Items from a data source:
------------------------------------

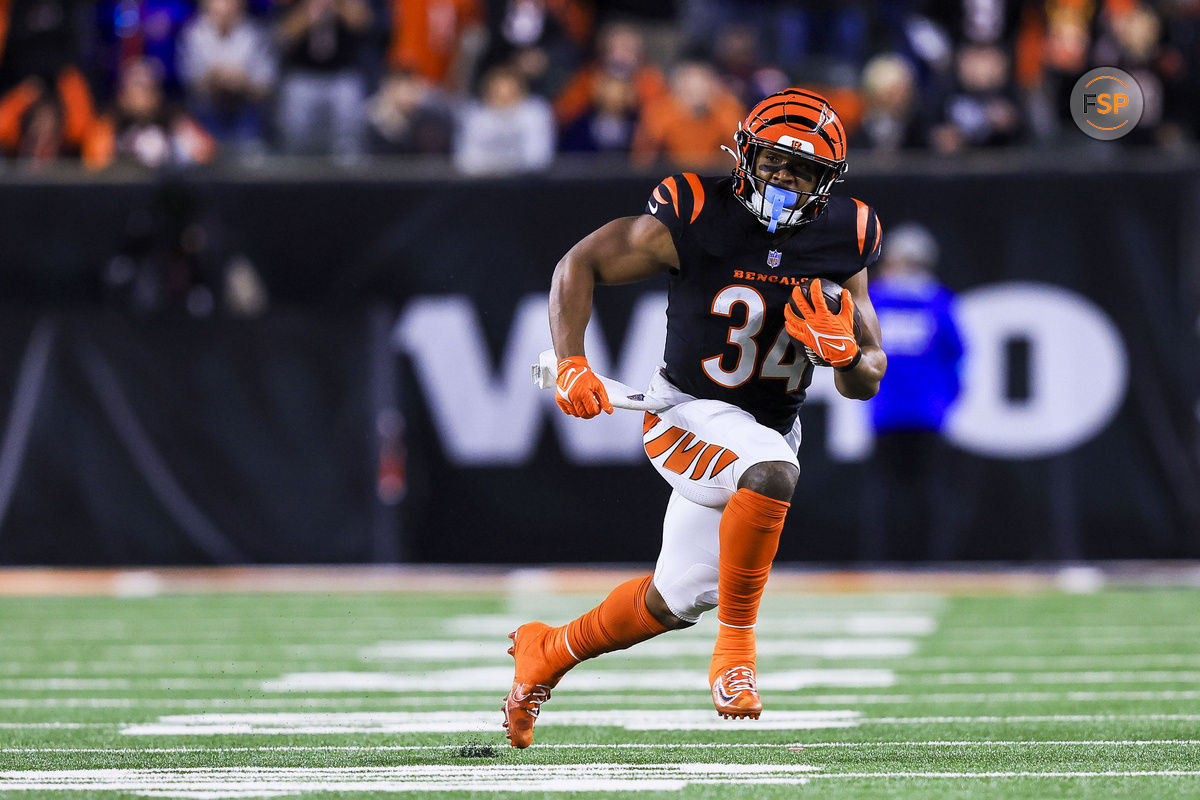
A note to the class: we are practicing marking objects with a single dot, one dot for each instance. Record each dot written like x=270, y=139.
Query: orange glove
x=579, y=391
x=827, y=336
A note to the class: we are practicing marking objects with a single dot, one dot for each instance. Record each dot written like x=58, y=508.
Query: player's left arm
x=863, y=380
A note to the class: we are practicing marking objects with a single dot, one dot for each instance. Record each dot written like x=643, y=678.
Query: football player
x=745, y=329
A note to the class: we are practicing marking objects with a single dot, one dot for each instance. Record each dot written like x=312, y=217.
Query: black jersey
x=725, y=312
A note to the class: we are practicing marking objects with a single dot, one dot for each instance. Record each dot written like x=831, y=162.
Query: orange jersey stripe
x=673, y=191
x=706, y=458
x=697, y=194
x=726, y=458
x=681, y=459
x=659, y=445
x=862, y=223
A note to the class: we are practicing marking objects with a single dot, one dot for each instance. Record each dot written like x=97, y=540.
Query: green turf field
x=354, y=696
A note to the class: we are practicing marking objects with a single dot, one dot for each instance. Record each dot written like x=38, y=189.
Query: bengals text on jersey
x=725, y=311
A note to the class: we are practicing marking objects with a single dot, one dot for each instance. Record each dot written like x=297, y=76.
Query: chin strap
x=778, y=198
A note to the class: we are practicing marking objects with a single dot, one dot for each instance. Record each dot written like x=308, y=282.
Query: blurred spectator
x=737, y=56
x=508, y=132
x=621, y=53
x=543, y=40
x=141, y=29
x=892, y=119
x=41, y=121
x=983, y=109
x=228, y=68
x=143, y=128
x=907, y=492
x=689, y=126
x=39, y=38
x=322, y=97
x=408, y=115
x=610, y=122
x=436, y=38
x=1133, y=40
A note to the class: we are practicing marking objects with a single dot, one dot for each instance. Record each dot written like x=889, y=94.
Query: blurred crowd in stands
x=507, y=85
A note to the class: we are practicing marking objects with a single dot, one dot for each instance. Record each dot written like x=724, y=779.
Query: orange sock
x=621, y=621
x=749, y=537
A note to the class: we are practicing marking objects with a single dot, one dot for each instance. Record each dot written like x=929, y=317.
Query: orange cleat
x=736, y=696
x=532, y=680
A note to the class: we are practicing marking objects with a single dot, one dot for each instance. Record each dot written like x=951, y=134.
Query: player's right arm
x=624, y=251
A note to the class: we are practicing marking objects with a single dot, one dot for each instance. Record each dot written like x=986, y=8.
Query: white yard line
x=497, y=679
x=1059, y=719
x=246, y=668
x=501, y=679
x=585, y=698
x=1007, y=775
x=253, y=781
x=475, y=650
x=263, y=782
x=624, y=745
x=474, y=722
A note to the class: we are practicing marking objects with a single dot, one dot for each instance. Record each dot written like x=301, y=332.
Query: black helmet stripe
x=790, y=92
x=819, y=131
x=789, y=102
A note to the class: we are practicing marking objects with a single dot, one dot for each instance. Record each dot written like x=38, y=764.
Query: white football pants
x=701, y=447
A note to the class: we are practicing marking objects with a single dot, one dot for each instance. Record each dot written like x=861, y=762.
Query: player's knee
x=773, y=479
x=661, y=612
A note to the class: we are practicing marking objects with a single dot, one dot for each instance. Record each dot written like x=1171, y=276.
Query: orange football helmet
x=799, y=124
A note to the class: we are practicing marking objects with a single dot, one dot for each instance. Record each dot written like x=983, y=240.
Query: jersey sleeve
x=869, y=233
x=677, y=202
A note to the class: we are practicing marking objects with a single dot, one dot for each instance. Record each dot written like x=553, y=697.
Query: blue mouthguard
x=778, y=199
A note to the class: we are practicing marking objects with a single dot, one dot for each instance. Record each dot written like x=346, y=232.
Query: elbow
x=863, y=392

------------------------------------

AIM OF THE TASK:
Edit the lines from the start of the records up to and including the line with "x=827, y=336", putting "mitt" in place of "glove" and changing nothing else. Omit the pictures from your answer.

ANSWER TO THE EXERCISE:
A note to the class: we are practicing marking objects with a single dot, one dot for each instance. Record each dot written like x=270, y=139.
Query: orange mitt
x=579, y=391
x=827, y=336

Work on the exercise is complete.